## Problem description
Copy each line from the listing below where the word "brown" shows up.

>>

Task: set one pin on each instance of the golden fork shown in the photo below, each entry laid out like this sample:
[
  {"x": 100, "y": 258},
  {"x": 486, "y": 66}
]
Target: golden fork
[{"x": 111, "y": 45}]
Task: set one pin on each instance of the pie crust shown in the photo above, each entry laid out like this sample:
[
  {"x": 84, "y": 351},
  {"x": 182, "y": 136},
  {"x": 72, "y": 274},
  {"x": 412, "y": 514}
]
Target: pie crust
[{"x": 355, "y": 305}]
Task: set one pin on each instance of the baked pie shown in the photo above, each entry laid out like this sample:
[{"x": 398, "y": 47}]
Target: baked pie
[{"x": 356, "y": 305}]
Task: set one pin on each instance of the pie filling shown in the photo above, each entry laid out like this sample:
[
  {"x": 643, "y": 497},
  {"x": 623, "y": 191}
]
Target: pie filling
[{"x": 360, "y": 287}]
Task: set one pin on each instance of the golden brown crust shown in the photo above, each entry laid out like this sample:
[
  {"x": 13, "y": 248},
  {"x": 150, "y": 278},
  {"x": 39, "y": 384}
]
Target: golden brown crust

<<

## Result below
Task: set one pin on each instance of the golden brown crust shown in the photo above, each entry laid out like this sample:
Target: golden brown crust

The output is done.